PROBLEM TO WORK ON:
Write the material out again in full, exactly.

[start RECORD SET]

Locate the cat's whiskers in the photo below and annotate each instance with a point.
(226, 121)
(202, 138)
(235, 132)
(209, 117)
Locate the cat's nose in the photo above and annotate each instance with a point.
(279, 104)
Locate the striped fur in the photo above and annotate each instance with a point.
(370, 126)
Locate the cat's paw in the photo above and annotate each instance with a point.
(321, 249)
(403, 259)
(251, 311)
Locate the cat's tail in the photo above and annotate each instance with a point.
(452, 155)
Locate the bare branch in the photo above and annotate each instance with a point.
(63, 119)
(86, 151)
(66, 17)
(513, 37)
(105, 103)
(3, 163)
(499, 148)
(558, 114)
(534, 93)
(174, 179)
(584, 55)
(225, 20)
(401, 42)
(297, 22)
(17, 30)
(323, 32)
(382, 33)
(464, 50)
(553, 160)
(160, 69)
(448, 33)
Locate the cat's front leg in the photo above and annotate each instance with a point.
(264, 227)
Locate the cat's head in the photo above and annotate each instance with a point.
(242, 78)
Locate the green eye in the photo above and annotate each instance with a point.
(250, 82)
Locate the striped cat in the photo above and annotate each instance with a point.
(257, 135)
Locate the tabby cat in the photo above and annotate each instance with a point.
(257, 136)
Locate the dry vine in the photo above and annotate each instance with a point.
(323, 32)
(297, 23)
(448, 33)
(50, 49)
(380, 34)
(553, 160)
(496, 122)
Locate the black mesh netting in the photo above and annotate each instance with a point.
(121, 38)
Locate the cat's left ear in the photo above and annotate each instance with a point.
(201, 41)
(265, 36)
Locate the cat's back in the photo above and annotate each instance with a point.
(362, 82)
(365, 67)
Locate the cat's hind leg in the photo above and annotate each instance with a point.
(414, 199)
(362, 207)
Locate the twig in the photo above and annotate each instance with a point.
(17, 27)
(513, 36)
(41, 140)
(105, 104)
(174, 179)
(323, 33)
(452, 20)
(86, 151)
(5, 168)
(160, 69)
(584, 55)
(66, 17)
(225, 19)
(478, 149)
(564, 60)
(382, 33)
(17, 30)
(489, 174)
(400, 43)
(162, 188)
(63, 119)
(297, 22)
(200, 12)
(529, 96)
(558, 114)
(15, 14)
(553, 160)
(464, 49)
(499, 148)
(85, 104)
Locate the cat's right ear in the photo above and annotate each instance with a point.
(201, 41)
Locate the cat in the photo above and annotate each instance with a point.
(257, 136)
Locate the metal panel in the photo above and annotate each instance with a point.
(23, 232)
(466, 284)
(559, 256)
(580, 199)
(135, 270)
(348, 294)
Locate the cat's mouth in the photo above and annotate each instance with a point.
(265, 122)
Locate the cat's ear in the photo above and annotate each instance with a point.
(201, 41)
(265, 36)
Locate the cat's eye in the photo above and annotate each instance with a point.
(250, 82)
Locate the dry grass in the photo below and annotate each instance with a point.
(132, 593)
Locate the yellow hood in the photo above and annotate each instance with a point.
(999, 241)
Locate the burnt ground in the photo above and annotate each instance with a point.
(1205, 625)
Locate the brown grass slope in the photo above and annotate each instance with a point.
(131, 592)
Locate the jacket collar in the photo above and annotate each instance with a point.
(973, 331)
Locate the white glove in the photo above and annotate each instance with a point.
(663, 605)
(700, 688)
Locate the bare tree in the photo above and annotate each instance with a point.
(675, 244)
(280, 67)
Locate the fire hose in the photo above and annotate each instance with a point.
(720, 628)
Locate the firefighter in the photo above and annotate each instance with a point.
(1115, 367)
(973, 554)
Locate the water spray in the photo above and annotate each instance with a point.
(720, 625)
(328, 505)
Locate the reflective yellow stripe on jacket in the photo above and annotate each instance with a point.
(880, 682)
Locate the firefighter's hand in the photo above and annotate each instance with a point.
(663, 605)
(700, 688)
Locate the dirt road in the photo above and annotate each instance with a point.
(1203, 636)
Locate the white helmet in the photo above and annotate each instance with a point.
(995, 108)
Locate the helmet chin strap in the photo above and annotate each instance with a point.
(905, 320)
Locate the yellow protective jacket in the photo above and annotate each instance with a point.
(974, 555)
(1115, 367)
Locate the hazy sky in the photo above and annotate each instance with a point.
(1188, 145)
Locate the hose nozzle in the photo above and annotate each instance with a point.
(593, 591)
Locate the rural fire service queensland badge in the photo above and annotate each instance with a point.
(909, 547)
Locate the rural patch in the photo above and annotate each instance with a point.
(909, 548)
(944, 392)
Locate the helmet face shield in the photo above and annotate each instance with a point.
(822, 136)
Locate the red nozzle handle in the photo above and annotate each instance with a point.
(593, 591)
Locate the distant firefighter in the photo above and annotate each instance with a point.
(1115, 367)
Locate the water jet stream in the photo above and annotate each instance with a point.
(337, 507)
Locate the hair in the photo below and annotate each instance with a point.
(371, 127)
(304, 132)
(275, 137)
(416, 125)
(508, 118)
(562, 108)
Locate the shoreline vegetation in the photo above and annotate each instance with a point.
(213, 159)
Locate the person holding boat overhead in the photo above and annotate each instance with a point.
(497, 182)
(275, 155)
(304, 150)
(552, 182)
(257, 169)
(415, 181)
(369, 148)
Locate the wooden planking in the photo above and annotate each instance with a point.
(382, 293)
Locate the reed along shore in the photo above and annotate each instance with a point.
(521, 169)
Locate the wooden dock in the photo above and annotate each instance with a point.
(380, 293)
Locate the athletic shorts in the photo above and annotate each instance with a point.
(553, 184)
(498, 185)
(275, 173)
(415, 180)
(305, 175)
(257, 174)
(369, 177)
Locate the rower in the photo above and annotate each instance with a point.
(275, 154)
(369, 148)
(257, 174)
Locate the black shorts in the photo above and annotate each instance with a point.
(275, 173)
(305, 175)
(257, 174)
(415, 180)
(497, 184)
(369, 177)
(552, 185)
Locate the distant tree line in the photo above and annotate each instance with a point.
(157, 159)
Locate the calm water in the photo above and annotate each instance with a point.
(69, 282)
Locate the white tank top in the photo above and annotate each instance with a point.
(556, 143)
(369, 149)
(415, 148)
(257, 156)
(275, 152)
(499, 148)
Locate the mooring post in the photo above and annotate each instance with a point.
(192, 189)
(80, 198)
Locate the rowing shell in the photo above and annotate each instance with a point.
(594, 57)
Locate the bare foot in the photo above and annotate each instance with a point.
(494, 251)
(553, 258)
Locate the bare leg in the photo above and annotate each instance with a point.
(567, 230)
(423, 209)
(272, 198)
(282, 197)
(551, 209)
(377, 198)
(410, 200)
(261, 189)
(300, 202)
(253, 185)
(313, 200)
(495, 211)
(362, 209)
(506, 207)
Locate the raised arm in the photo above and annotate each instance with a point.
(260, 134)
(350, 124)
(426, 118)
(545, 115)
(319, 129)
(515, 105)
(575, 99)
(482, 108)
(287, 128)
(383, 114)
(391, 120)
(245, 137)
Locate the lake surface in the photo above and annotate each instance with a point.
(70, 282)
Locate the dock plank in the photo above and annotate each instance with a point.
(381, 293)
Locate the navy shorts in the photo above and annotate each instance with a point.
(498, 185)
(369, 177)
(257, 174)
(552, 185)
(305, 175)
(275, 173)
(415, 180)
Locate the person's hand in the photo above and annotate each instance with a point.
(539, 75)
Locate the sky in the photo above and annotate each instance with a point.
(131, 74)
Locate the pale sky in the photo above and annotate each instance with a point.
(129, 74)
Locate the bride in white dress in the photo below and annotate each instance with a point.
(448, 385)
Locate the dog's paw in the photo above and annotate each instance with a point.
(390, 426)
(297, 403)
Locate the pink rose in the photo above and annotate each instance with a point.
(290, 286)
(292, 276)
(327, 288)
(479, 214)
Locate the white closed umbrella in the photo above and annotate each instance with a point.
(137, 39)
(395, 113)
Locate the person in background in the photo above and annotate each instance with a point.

[end RECORD SET]

FINAL RESULT:
Locate the cat's whiskers in the photo below and annotate each instance with a point.
(226, 121)
(202, 138)
(235, 132)
(209, 117)
Locate the cat's nose in the photo above and annotate each instance with a point.
(279, 104)
Locate the striped fur in the photo above and annotate each instance with a point.
(370, 126)
Locate the cat's paw in the photo above and annotate each instance with a point.
(321, 249)
(403, 259)
(251, 311)
Locate the cat's tail in the photo above and annotate each instance with a point.
(452, 155)
Locate the bare branch in the photo above and annotate each instance with a point.
(63, 119)
(86, 151)
(66, 17)
(513, 37)
(105, 103)
(3, 163)
(499, 148)
(558, 114)
(534, 93)
(174, 179)
(584, 55)
(225, 20)
(401, 42)
(297, 22)
(17, 30)
(323, 32)
(382, 33)
(464, 50)
(553, 160)
(160, 69)
(448, 33)
Locate the cat's front leg in the photo above and annotate each instance with a point.
(264, 227)
Locate the cat's head in the photo above and annotate each instance with a point.
(242, 78)
Locate the green eye in the photo above and annotate each instance with a point.
(250, 82)
Locate the striped cat in the photo above and annotate each instance with a point.
(257, 135)
Locate the tabby cat in the photo above and annotate each instance with a point.
(257, 136)
Locate the dry vine in the photo above and annotate each instance with a point.
(323, 32)
(297, 23)
(448, 33)
(50, 49)
(380, 34)
(553, 160)
(496, 122)
Locate the black mesh netting in the photo above and annotate each instance with a point.
(121, 38)
Locate the cat's left ear in the photo above and annotate each instance with a point.
(201, 41)
(265, 36)
Locate the cat's back in the photo above and annotate each instance with a point.
(362, 82)
(365, 67)
Locate the cat's hind leg in the photo above and annotate each instance with a point.
(414, 199)
(362, 207)
Locate the twig in the photo above and annotate each instance with a point.
(17, 27)
(513, 36)
(41, 140)
(105, 104)
(174, 179)
(323, 33)
(452, 20)
(86, 151)
(5, 168)
(160, 69)
(584, 55)
(66, 17)
(225, 19)
(478, 149)
(564, 60)
(382, 33)
(17, 30)
(489, 174)
(400, 43)
(162, 188)
(63, 119)
(297, 22)
(200, 12)
(529, 96)
(558, 114)
(15, 14)
(553, 160)
(464, 49)
(499, 148)
(85, 104)
Locate the cat's right ear in the photo above and annotate each instance with a point.
(201, 41)
Locate the cat in the photo above and annotate each instance with a point.
(257, 136)
Locate the metal panel in the photo above and annotate each instance with a point.
(23, 232)
(466, 284)
(559, 256)
(580, 199)
(135, 270)
(348, 294)
Locate the cat's mouth in the photo above and annotate each instance with a point.
(265, 122)
Locate the cat's ear in the photo above and annotate each instance with a point.
(201, 41)
(265, 36)
Locate the cat's eye in the photo above and annotate each instance with a point.
(250, 82)
Locate the dry grass in the photo below and annotate each instance with a point.
(132, 593)
Locate the yellow hood in the photo above and annotate each instance with a point.
(999, 241)
Locate the burnt ground in the photo above and annotate each instance with a point.
(1205, 625)
Locate the brown grass slope in the photo above and annotate each instance with a point.
(131, 592)
Locate the jacket collar in the photo above and annotate each instance with a point.
(973, 331)
Locate the white glove in the photo above and annotate each instance with a point.
(663, 605)
(700, 688)
Locate the bare tree in the photo above and annotate each instance with a point.
(675, 244)
(280, 67)
Locate the fire hose in the photo above and annotate each instance with a point.
(720, 628)
Locate the firefighter in the photo above and annotate each instance with a point.
(1115, 367)
(973, 554)
Locate the water spray in the photo above and annotate each instance with a point.
(720, 625)
(328, 505)
Locate the reflective yellow stripe on jacket in the photo above and annotate each instance with a point.
(880, 682)
Locate the firefighter's hand in the photo above and annotate each instance with a point.
(663, 605)
(700, 688)
Locate the dirt road in the photo above and annotate each instance with a point.
(1203, 636)
Locate the white helmet in the photo above and annotate each instance with a point.
(995, 108)
Locate the helmet chin strap in the photo above and annotate each instance with a point.
(905, 320)
Locate the yellow protective jacket in the photo above and annotate each instance with a point.
(974, 555)
(1115, 367)
Locate the hazy sky in the photo above and annotate each instance with a point.
(1188, 145)
Locate the hose nozzle in the photo above and annotate each instance with a point.
(593, 591)
Locate the rural fire service queensland badge in the photo above and annotate each instance with a point.
(909, 547)
Locate the rural patch in the photo above and annotate each instance with a point.
(909, 548)
(944, 392)
Locate the helmet face shield in the photo above and annotate each instance with a point.
(822, 136)
Locate the red nozzle handle in the photo above and annotate each instance with a point.
(593, 591)
Locate the distant firefighter in the photo above and annotate each instance with a point.
(1115, 367)
Locate the water jet stream in the photo above and annotate each instance with a point.
(337, 507)
Locate the hair in the photo below and annotate each instance with a point.
(371, 127)
(304, 132)
(275, 137)
(416, 125)
(508, 118)
(562, 108)
Locate the shoreline vegetation in the photo above and annotate each instance with a point.
(213, 159)
Locate the person holding boat overhead in the photo above and annotate each instance with a point.
(497, 182)
(275, 155)
(304, 150)
(552, 182)
(257, 169)
(415, 181)
(369, 148)
Locate the wooden planking in the photo above and annotate each instance with a point.
(382, 293)
Locate the reed along shore in the photo above and annotate each instance with a point.
(521, 169)
Locate the wooden dock in the photo above and annotate each instance with a point.
(380, 293)
Locate the athletic shorts in the photo above and annotate each instance with a point.
(553, 184)
(498, 185)
(275, 173)
(415, 180)
(305, 175)
(257, 174)
(369, 177)
Locate the rower in the photo above and annotate each instance with a point.
(275, 154)
(369, 148)
(257, 174)
Locate the black shorts in the photo above and annotate each instance with a point.
(275, 173)
(305, 175)
(257, 174)
(415, 180)
(497, 184)
(369, 177)
(552, 185)
Locate the distant tree line in the photo above and annotate each instance with a point.
(157, 159)
Locate the calm water in the photo above and annotate each instance with a point.
(69, 282)
Locate the white tank top in the photo above and annotate each instance with a point.
(556, 143)
(369, 149)
(415, 148)
(257, 156)
(275, 152)
(499, 148)
Locate the mooring post in the photo above and annotate each instance with a point.
(192, 189)
(80, 198)
Locate the rowing shell in the photo above and annotate each instance with a point.
(594, 57)
Locate the bare foot in the photo above and annotate each instance with a point.
(494, 251)
(553, 258)
Locate the bare leg in the photo above and annotate each instance with a point.
(567, 230)
(423, 209)
(272, 198)
(282, 197)
(551, 209)
(377, 198)
(410, 200)
(261, 189)
(300, 202)
(253, 185)
(313, 200)
(495, 211)
(362, 209)
(506, 207)
Locate the raised arm in the photo above and annotate each instance with a point.
(260, 134)
(350, 124)
(426, 118)
(545, 115)
(319, 129)
(515, 105)
(575, 99)
(482, 108)
(287, 128)
(383, 114)
(391, 120)
(245, 137)
Locate the lake surface in the photo above and annotate each instance with a point.
(70, 282)
Locate the dock plank in the photo above and annotate each instance with a point.
(381, 293)
Locate the navy shorts in the photo above and annotate each instance with a point.
(498, 185)
(369, 177)
(257, 174)
(552, 185)
(305, 175)
(275, 173)
(415, 180)
Locate the person's hand in the photo above and annotate each instance with a point.
(539, 75)
Locate the sky in the photo above and annotate each instance with a point.
(131, 74)
Locate the pale sky in the photo above and annotate each instance with a point.
(129, 74)
Locate the bride in white dress in the photo below and annotate each instance with a point.
(448, 385)
Locate the dog's paw in the photo above and annotate each instance with a point.
(390, 426)
(297, 403)
Locate the pink rose in the photo above and annotate each instance with a point.
(290, 286)
(292, 276)
(327, 288)
(479, 214)
Locate the white closed umbrella in the photo above and annotate each instance with a point.
(137, 39)
(395, 113)
Locate the person in background in the photo above and annotate each instance with a point.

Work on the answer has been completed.